» **What is required**
Type out each entry exactly.

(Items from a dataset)
#####
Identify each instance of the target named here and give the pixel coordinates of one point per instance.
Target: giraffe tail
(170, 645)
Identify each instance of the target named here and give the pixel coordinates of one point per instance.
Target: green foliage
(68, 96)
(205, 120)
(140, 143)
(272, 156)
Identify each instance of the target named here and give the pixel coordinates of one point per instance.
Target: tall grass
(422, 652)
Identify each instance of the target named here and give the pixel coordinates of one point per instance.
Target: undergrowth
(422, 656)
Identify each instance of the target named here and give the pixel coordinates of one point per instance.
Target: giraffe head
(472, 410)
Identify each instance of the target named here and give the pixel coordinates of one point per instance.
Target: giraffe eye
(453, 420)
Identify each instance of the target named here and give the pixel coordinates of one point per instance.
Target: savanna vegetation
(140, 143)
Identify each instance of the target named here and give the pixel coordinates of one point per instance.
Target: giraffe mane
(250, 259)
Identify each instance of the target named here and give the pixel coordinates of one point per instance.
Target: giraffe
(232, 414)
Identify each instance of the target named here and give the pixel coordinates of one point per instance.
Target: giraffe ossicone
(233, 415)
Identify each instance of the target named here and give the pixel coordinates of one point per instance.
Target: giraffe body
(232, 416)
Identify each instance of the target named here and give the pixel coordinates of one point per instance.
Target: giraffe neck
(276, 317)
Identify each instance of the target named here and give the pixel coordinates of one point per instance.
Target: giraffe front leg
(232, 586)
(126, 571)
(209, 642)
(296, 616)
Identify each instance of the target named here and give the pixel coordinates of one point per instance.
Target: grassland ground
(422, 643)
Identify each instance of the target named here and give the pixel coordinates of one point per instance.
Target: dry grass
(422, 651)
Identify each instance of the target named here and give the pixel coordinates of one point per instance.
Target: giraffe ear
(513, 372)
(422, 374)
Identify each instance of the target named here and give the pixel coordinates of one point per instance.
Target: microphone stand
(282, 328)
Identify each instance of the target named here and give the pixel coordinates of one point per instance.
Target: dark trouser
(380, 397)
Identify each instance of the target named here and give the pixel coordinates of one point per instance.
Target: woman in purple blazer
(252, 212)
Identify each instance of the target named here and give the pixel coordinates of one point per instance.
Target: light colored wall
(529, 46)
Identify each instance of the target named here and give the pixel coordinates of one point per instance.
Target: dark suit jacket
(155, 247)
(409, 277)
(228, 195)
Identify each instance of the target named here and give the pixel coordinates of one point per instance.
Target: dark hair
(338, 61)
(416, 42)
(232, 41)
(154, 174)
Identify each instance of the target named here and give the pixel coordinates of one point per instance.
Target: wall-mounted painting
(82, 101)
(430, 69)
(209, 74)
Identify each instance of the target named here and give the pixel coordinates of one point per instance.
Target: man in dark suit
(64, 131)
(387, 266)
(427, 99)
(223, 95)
#####
» **Result**
Identify each instance of the target named here and give the pixel coordinates of one point per instance.
Target: giraffe tail
(170, 645)
Identify each instance of the target named here and give the pixel coordinates of one point per instance.
Target: green foliage
(68, 96)
(205, 120)
(140, 143)
(272, 156)
Identify each instance of the target named here and give the pixel coordinates of one point per instance.
Target: tall grass
(422, 652)
Identify each instance of the target named here and give the pixel coordinates of one point per instance.
Target: undergrowth
(422, 656)
Identify each instance of the target named here and give the pixel coordinates of one point per instance.
Target: giraffe head
(472, 410)
Identify each instance of the target named here and give the pixel coordinates of one point per instance.
Target: giraffe eye
(453, 420)
Identify each instance of the target named here and give the pixel coordinates of one point per instance.
Target: savanna vegetation
(140, 143)
Identify each instance of the target named here and give the pixel coordinates of one point per instance.
Target: giraffe mane
(250, 259)
Identify each instance of the target named here and give the pixel coordinates of one point per instance.
Target: giraffe
(232, 414)
Identify each instance of the target named here and give the pixel coordinates of one point per instance.
Target: giraffe ossicone
(233, 415)
Identify each instance of the target named here and give the pixel coordinates of one point per instance.
Target: giraffe body
(232, 416)
Identify each instance of the target named here and give the pixel coordinates of one point per instance.
Target: giraffe neck
(276, 317)
Identify each instance of the target named here and give the pixel coordinates of one point per instance.
Target: giraffe front leg
(232, 586)
(126, 571)
(209, 642)
(296, 616)
Identify each instance of the target named here and give the pixel coordinates of one point per instance.
Target: grassland ground
(422, 643)
Identify each instance of the target named here and give the pixel coordinates of one point per instance.
Target: dry grass
(422, 651)
Identify each instance of the target named here and give the pixel coordinates of one point per instance.
Target: giraffe ear
(513, 372)
(422, 374)
Identify each instance of the target named here and give the pixel coordinates of one point per instance.
Target: microphone stand
(282, 328)
Identify each instance of the target named here and give the pixel coordinates of one point per instance.
Target: dark trouser
(380, 397)
Identify each instance of the target named here and give the pixel coordinates of one point per instance.
Target: woman in purple blazer
(252, 212)
Identify each instance of the target named here and give the pixel coordinates of one point per instance.
Target: light colored wall
(529, 46)
Identify each instance of the target named here and give the pixel coordinates of one point per instance.
Target: dark suit jacket
(155, 247)
(409, 277)
(228, 195)
Identify each instance of the target named here and give the pixel coordinates of one point per instance.
Target: dark hair
(338, 61)
(416, 42)
(232, 41)
(154, 174)
Identify each instance of the target named here and give the pixel coordinates of one point per instance.
Target: wall-mounted painting
(82, 101)
(430, 69)
(209, 74)
Identify each instance of the target named here and give the pixel coordinates of one point per instance.
Target: man in dark suit
(64, 131)
(387, 266)
(427, 99)
(223, 95)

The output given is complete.